◆ **Record excerpts**:
::::
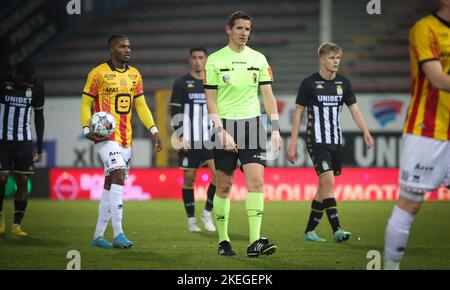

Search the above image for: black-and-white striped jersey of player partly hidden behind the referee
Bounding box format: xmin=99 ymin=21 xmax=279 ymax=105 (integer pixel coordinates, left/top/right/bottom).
xmin=170 ymin=74 xmax=211 ymax=149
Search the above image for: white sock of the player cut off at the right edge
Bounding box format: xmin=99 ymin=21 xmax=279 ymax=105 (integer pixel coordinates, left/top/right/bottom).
xmin=384 ymin=206 xmax=414 ymax=262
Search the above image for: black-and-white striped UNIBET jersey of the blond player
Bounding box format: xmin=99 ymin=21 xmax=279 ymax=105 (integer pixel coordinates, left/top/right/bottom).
xmin=295 ymin=73 xmax=356 ymax=145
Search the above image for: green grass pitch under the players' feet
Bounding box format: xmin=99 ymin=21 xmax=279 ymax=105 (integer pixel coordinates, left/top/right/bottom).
xmin=0 ymin=199 xmax=450 ymax=270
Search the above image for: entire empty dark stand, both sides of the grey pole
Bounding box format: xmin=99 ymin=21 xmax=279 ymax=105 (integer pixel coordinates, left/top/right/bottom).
xmin=35 ymin=0 xmax=432 ymax=96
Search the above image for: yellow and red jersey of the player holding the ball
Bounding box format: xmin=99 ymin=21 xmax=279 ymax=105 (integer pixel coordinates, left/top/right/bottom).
xmin=83 ymin=62 xmax=144 ymax=147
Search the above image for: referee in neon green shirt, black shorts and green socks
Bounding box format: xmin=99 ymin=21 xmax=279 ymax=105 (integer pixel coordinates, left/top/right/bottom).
xmin=204 ymin=11 xmax=281 ymax=257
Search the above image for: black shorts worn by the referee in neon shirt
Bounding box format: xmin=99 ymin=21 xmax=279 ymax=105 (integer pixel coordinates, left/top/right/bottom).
::::
◆ **What to produce**:
Return the entries unchanged, save for the pictures, which do not belong in the copy.

◆ **Task result**:
Search the above image for: black-and-white striped jersey of player partly hidden behind the referee
Bounding box format: xmin=99 ymin=21 xmax=279 ymax=105 (integer pixel coordinates, left/top/right/bottom).
xmin=170 ymin=74 xmax=211 ymax=149
Search the above image for: white sock of the player cut off at the right edge
Bounding box format: xmin=99 ymin=21 xmax=279 ymax=105 (integer pixel coordinates, left/top/right/bottom).
xmin=384 ymin=206 xmax=414 ymax=262
Search the above image for: black-and-white striped UNIBET jersey of the blond player
Bounding box format: xmin=99 ymin=21 xmax=279 ymax=105 (integer pixel coordinates, left/top/right/bottom).
xmin=295 ymin=73 xmax=356 ymax=145
Search the above image for: green grass pitch under the players' feet
Bounding box format: xmin=99 ymin=21 xmax=279 ymax=105 (integer pixel coordinates, left/top/right/bottom).
xmin=0 ymin=199 xmax=450 ymax=270
Search the above image for: entire empty dark stand, both sides of the grey pole
Bounding box format: xmin=99 ymin=21 xmax=279 ymax=105 (integer pixel coordinates, left/top/right/bottom).
xmin=35 ymin=0 xmax=432 ymax=96
Search the above image for: yellow and red jersey of the player holding the ball
Bounding box format: xmin=99 ymin=21 xmax=279 ymax=105 (integer pixel coordinates, left/top/right/bottom).
xmin=83 ymin=62 xmax=144 ymax=147
Search the above image for: referee in neon green shirt, black shorts and green socks
Bounding box format: xmin=99 ymin=21 xmax=279 ymax=105 (integer pixel coordinates, left/top/right/bottom).
xmin=204 ymin=11 xmax=281 ymax=257
Search the above image for: black shorts worn by the referee in neon shirt
Bounding box format: xmin=99 ymin=21 xmax=279 ymax=105 (integer pixel coordinates, left/top/right/bottom).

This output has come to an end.